» CHALLENGE
Reproduce the listing below line for line, leaving out the picture.

» RECORD SET
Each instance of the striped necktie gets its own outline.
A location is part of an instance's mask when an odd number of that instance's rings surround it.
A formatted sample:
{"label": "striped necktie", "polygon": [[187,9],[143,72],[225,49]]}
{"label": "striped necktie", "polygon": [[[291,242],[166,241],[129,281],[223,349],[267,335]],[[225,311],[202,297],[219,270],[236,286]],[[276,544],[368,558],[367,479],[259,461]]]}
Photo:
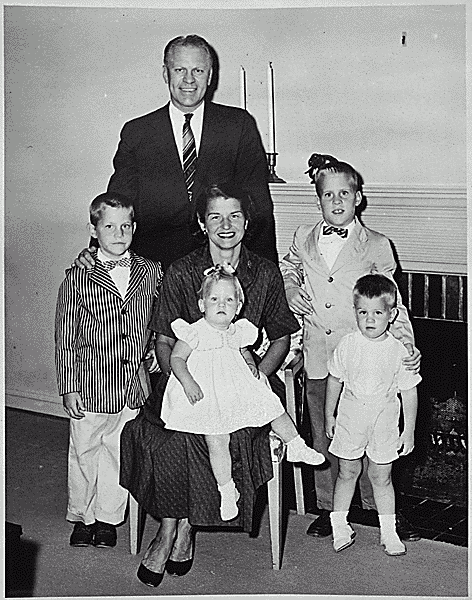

» OUTPUT FOR THIS TASK
Each instance of the striped necktie gets its own outline.
A location is part of an instance's mask when an odd number of that instance's rings surround it.
A formatted sample:
{"label": "striped necktie", "polygon": [[187,9],[143,72],[225,49]]}
{"label": "striped necktie", "polygon": [[[291,242],[166,241],[129,281],[223,349],[267,335]],[[225,311],[202,297],[219,270],[236,286]],[[276,544],[368,558],[367,479],[259,461]]]}
Photo:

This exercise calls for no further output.